Every line of the material that follows must be printed again exactly.

─── GIVEN RECORDS ───

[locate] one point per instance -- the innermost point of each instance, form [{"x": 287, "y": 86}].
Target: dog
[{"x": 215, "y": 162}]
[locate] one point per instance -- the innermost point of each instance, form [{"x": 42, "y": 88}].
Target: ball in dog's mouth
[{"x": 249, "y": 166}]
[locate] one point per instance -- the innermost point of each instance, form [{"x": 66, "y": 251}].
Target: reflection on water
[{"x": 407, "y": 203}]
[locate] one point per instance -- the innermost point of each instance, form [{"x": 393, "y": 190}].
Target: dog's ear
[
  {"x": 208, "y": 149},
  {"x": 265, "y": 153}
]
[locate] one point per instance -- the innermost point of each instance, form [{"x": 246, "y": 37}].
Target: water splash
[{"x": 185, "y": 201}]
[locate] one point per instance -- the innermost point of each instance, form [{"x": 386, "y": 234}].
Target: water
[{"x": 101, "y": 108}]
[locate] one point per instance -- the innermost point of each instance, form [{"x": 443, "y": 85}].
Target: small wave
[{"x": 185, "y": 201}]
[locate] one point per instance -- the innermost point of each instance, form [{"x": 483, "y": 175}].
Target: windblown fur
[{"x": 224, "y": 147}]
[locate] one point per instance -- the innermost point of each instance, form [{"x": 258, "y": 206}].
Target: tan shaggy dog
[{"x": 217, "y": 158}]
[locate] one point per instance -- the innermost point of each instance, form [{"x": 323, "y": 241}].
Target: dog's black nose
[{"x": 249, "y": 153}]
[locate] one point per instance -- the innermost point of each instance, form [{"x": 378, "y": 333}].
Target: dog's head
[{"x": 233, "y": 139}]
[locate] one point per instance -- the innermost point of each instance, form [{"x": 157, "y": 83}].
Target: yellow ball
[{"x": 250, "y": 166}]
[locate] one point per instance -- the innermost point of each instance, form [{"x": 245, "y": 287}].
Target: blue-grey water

───

### EXPECTED ANSWER
[locate] one point per instance -- the innermost point of each instance, form [{"x": 287, "y": 86}].
Target: dog
[{"x": 215, "y": 162}]
[locate] one point per instance -- the innermost point of each instance, form [{"x": 42, "y": 88}].
Target: ball in dog's mouth
[{"x": 249, "y": 166}]
[locate] one point per instance -- the innermost point of each instance, form [{"x": 66, "y": 251}].
Target: reflection on water
[{"x": 407, "y": 203}]
[locate] one point per instance -- the innermost point of each instance, form [{"x": 393, "y": 190}].
Target: dog's ear
[
  {"x": 208, "y": 149},
  {"x": 265, "y": 153}
]
[locate] one point per instance -- the innermost point of each instance, form [{"x": 246, "y": 37}].
Target: water splash
[{"x": 185, "y": 201}]
[locate] one point per instance -- the innermost point of each instance, form [{"x": 386, "y": 234}].
Target: water
[{"x": 101, "y": 108}]
[locate] one point per instance -- the innermost point of each instance, form [{"x": 443, "y": 85}].
Target: small wave
[{"x": 185, "y": 201}]
[locate] one point per instance -- the innermost point of each instance, form [{"x": 483, "y": 175}].
Target: windblown fur
[{"x": 224, "y": 147}]
[locate] one point per instance -- the innermost point of each instance, form [{"x": 258, "y": 206}].
Target: tan shaggy dog
[{"x": 217, "y": 158}]
[locate] one point per instance -- the innermost point of each instance, form [{"x": 323, "y": 241}].
Target: dog's black nose
[{"x": 249, "y": 153}]
[locate] one point per instance -- the innermost point of each instance, form [{"x": 378, "y": 333}].
Target: dog's head
[{"x": 233, "y": 139}]
[locate] one point per instance -- the innermost point of each instance, form [{"x": 157, "y": 83}].
Target: yellow ball
[{"x": 250, "y": 166}]
[locate] one point per instance -- the innermost point of each instance, form [{"x": 245, "y": 287}].
Target: blue-grey water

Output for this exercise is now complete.